* [Your goal]: From the line with "Q: Provide one point on every instance of the street in" through the final line, transcribe the material below character for character; include no other lines.

* [Exercise input]:
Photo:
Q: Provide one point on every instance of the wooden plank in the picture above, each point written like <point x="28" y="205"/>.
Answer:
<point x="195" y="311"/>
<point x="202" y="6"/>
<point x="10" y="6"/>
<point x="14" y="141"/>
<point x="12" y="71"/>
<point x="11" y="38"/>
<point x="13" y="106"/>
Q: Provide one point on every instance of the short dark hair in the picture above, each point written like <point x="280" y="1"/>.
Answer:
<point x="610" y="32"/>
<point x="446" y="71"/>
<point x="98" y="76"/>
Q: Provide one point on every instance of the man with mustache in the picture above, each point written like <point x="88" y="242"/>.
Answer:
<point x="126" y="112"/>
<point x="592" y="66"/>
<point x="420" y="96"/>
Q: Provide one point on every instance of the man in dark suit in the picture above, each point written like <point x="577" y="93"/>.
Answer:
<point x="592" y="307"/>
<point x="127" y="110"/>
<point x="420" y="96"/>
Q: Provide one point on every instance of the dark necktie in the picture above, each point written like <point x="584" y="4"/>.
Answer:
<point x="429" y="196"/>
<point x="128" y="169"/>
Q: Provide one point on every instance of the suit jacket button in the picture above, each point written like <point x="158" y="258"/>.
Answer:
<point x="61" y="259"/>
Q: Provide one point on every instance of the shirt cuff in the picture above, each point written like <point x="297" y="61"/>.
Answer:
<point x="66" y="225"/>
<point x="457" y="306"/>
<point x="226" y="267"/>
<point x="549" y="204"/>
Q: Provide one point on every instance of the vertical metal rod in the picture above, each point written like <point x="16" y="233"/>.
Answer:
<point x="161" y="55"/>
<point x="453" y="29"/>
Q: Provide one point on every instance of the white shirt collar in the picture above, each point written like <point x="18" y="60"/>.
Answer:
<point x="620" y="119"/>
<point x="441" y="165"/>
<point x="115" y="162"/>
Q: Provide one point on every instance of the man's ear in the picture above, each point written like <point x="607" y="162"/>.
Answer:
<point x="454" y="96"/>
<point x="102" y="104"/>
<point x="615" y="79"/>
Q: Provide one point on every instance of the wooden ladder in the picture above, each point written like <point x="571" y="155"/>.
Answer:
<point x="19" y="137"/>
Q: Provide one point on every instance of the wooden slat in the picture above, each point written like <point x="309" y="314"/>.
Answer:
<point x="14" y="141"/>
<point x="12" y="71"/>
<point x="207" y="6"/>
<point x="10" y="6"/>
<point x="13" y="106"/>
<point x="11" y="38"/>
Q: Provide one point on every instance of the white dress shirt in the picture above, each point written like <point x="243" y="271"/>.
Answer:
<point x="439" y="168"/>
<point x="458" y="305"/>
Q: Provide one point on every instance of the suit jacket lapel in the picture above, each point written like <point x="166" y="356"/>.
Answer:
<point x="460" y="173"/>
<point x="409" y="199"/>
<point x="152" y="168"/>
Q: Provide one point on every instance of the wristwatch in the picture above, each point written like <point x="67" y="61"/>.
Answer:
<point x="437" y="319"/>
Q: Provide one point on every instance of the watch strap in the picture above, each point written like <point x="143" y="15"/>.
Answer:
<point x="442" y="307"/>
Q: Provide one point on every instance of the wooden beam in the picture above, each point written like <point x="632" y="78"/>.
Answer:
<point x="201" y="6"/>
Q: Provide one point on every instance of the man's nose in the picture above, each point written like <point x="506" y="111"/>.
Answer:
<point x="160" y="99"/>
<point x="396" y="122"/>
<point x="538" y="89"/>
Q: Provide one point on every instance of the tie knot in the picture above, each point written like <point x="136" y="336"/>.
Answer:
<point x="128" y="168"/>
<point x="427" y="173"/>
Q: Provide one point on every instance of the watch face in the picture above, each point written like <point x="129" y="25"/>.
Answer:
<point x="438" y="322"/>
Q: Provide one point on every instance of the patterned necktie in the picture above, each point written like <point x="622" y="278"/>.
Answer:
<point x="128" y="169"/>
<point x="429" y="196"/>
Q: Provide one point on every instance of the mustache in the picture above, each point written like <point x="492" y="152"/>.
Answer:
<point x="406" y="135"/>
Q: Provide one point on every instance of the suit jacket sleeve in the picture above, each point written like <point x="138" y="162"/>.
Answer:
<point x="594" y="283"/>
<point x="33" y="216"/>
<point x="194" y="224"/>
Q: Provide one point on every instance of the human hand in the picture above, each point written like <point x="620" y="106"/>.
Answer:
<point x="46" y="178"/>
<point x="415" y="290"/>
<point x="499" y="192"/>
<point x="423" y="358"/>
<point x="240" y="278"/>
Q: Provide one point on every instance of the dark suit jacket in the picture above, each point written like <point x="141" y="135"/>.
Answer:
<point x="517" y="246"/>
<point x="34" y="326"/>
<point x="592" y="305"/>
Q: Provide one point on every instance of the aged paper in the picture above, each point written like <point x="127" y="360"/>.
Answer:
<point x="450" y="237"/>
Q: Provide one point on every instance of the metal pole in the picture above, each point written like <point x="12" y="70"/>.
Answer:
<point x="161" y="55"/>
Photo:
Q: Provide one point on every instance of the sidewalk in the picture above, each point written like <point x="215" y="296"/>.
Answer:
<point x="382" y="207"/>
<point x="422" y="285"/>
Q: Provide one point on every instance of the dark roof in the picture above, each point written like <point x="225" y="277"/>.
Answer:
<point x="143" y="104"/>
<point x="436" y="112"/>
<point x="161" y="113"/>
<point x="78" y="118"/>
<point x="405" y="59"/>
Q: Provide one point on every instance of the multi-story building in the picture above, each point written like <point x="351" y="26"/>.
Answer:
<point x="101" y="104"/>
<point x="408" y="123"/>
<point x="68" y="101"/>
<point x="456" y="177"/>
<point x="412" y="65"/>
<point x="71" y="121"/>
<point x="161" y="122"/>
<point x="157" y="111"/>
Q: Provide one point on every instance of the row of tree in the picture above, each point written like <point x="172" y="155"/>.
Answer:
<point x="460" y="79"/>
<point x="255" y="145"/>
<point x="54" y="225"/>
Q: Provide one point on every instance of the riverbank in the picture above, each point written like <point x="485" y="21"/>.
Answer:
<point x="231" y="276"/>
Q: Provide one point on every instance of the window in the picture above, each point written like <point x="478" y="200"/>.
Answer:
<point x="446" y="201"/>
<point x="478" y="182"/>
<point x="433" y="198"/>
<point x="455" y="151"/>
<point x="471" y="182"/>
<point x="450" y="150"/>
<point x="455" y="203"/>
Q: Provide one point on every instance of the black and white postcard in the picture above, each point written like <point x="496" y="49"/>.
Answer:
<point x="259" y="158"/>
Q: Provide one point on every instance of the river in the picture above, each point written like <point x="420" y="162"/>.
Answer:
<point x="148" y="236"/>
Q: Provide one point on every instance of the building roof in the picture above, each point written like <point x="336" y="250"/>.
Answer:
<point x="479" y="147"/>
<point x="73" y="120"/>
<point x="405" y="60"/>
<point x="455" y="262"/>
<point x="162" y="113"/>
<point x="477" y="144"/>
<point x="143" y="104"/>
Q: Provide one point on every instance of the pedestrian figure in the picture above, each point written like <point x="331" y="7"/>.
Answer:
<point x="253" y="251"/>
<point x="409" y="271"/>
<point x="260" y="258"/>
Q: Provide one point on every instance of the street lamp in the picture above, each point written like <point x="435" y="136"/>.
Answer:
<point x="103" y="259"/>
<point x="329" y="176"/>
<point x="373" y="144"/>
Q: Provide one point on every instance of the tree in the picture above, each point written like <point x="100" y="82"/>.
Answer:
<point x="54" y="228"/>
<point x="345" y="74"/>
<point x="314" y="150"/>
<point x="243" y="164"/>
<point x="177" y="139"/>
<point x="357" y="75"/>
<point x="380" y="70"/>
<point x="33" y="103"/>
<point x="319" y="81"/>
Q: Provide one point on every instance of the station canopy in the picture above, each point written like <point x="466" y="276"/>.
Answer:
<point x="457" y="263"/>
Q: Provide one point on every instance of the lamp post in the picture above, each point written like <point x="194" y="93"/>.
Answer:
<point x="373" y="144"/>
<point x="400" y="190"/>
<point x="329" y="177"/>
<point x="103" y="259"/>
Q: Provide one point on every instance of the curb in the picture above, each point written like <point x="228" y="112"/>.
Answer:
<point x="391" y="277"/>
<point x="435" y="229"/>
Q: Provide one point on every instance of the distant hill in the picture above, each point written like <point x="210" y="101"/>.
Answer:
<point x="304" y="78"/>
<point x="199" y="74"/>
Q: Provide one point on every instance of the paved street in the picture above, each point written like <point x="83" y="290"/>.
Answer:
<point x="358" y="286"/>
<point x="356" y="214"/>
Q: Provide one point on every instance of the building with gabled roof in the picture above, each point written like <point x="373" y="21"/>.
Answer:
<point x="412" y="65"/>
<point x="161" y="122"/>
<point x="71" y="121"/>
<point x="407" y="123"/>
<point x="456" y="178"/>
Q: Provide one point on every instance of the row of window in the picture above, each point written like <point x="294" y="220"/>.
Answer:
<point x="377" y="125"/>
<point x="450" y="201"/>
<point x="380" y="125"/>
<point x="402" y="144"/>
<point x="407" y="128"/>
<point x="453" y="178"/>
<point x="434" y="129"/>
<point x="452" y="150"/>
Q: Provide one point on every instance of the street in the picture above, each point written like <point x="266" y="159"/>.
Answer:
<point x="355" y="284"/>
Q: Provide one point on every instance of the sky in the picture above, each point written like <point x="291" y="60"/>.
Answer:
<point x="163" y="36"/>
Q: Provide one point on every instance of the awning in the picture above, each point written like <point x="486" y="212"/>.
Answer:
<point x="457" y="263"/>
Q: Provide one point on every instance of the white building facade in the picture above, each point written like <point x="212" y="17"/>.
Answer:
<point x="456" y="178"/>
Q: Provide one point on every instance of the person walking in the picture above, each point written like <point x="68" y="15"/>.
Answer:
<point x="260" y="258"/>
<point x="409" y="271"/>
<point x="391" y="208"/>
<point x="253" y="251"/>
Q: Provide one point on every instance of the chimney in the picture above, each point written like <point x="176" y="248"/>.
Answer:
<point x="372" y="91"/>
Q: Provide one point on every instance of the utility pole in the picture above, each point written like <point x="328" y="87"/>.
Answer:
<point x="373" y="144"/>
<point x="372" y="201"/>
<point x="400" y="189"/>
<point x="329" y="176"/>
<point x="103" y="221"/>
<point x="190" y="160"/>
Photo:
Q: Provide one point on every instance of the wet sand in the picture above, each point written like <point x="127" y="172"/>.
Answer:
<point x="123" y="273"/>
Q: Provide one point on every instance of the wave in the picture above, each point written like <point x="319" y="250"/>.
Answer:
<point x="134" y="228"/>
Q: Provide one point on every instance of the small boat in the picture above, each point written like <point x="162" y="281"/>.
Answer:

* [Response to the task]:
Q: Provide one point on every instance of the street in the picture above, each point written like <point x="266" y="159"/>.
Answer:
<point x="355" y="284"/>
Q: Provide one point on every instance of the sky in the picture above, each point written like <point x="291" y="60"/>.
Answer:
<point x="163" y="36"/>
Q: Provide one point on every instance of the awning in the picture above, each point written like <point x="486" y="212"/>.
Answer:
<point x="457" y="263"/>
Q: Provide one point on every instance of the white building facade in the picture above, each point written like <point x="212" y="17"/>.
Answer:
<point x="456" y="178"/>
Q: Provide one point on every instance of the person walking in the picture above, each point written like <point x="68" y="15"/>.
Answer:
<point x="260" y="258"/>
<point x="409" y="271"/>
<point x="391" y="208"/>
<point x="253" y="251"/>
Q: Provide one point on every instance of the chimney in the picture above, each point written like <point x="176" y="248"/>.
Answer:
<point x="372" y="91"/>
Q: Provide one point on every instance of the utility pole in the picture above, each point written like <point x="328" y="87"/>.
Answer:
<point x="373" y="144"/>
<point x="372" y="201"/>
<point x="400" y="189"/>
<point x="329" y="176"/>
<point x="103" y="221"/>
<point x="190" y="160"/>
Photo:
Q: Provide one point on every instance of the wet sand in the picture above, each point written like <point x="127" y="172"/>.
Answer:
<point x="123" y="273"/>
Q: Provide one point on every instance of the wave in the picture above, each point written like <point x="319" y="250"/>.
Answer:
<point x="134" y="228"/>
Q: Provide one point on every instance of the small boat in the picture above, each point written like <point x="162" y="281"/>.
Answer:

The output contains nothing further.